» **Assignment**
Would you set down the complete data below, exactly as shown?

» **Recorded information**
<<<<

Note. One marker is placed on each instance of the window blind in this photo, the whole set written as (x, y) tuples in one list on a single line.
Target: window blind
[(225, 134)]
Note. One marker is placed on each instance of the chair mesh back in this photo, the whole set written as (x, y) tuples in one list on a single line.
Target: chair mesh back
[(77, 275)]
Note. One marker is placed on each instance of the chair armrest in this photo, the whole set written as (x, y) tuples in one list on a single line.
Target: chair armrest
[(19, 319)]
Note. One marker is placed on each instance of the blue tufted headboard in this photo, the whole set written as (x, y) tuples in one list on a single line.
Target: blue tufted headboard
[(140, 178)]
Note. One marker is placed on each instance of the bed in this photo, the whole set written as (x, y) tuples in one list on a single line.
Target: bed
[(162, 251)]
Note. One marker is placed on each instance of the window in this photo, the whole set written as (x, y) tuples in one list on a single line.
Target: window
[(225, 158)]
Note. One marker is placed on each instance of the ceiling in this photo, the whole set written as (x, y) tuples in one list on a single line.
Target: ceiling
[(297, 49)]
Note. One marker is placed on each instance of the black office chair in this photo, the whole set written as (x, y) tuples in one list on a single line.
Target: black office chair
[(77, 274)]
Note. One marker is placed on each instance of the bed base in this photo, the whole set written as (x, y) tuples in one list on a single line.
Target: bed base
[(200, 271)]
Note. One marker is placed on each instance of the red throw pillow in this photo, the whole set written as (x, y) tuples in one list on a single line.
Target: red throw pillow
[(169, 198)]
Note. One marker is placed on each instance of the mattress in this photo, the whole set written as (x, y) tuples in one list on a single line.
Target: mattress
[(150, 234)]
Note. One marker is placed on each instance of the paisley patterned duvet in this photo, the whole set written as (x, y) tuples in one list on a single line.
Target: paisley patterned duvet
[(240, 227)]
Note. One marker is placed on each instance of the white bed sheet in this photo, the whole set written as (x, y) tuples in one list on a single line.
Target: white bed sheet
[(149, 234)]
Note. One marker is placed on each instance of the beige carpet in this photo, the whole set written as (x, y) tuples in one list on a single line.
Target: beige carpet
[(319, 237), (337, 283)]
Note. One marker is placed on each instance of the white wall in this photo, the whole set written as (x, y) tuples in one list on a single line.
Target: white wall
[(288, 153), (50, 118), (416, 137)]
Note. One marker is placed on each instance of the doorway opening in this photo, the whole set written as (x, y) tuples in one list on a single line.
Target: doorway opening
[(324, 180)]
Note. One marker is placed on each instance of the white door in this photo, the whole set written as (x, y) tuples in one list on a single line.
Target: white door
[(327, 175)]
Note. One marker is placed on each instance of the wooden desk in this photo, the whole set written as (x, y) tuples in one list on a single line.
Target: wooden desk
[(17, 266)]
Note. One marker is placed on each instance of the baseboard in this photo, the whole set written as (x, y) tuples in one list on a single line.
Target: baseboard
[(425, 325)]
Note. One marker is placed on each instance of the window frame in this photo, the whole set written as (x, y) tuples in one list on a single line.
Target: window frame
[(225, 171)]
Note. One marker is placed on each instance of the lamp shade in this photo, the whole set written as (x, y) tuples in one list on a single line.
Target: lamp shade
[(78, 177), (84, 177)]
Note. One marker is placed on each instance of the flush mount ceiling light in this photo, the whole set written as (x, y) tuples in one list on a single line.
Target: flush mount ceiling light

>>>>

» **Result**
Note. One marker is placed on each instance of the window blind in this photo, the whole set written as (x, y) tuples in one list on a single line.
Target: window blind
[(225, 134)]
Note. One marker is placed on each instance of the chair mesh back in this photo, the whole set written as (x, y) tuples in one list on a single line.
Target: chair mesh back
[(77, 275)]
Note. One marker is placed on each instance of the chair armrest in this photo, the whole set written as (x, y) tuples in one list on a single line.
Target: chair armrest
[(19, 319)]
Note. One marker is placed on each instance of the blue tufted headboard in this photo, the whole set written as (x, y) tuples in one list on a single line.
Target: blue tufted headboard
[(140, 178)]
Note. One marker is placed on each instance of the bed in this photo, the whole set written as (x, y) tuples in one list on a single line.
Target: bed
[(162, 251)]
Note. One marker is placed on each instance of the window in this photo, the whole set written as (x, y) tuples in one list on a single line.
Target: window
[(225, 158)]
Note. One marker is placed on each instance of the ceiling in this photo, the whole set written as (x, y) tuples in one list on a single line.
Target: ceiling
[(297, 49)]
Note. One marker is placed on each instance of the black office chair in this photo, the whole set written as (x, y) tuples in one list on a single line.
Target: black office chair
[(77, 274)]
Note. One marker is placed on each instance of the bed base in this photo, the whole set written as (x, y) tuples in one list on a single line.
Target: bed base
[(200, 271)]
Note. One marker is placed on each instance of the red throw pillow in this photo, the whole set written as (x, y) tuples in one list on a single line.
Target: red throw pillow
[(169, 198)]
Note. One marker is placed on each instance of the mattress in this photo, the whole set written as (x, y) tuples in one list on a single line.
Target: mattress
[(150, 234)]
Note. One marker is placed on each instance of the paisley patterned duvet in this photo, the whole set written as (x, y) tuples in one list on a single line.
Target: paisley patterned duvet
[(240, 227)]
Note. One marker is placed on each instance of the white bed sheet in this photo, the whole set written as (x, y) tuples in one list on a single line.
Target: white bed sheet
[(149, 234)]
Note. One marker is placed on each instance of the beige carpet in this photo, the whole set written as (x, y) tuples in one list on a single line.
Target: beige carpet
[(319, 237), (337, 283)]
Note. One marker is placed on each instance of the white wall in this photo, the whole set written as (x, y) tuples in one list on a single line.
Target: white wall
[(288, 153), (50, 118), (416, 137)]
Note. One marker is placed on each instance of the doorway opening in this photo, the whole set written as (x, y) tuples in one list on a single line.
Target: doorway opening
[(324, 180)]
Note. One marker is placed on each instance of the white door in this photo, the whole set written as (x, y) tuples in one list on a single line.
Target: white door
[(327, 175)]
Note. One marker is placed on each instance of the wooden desk in this photo, the whole set written as (x, y) tuples in one list on a single line.
Target: wooden desk
[(17, 266)]
Note. One marker is placed on each instance of the baseboard in this photo, the whole set written as (x, y) tuples in one list on a single line.
Target: baseboard
[(425, 325)]
Note. One marker is placed on each instance of the window frame in this photo, the whole set written as (x, y) tuples in one list on a single line.
Target: window frame
[(225, 171)]
Note. One marker is placed on each instance of the lamp shade in this photo, the whole set written as (x, y) tuples in one list on a single line.
Target: lamp shade
[(78, 177), (84, 177)]
Note. One marker is placed on each instance of the flush mount ceiling light in this photo, the whole set written as (x, y) tuples in one list on a single line.
Target: flush mount ceiling light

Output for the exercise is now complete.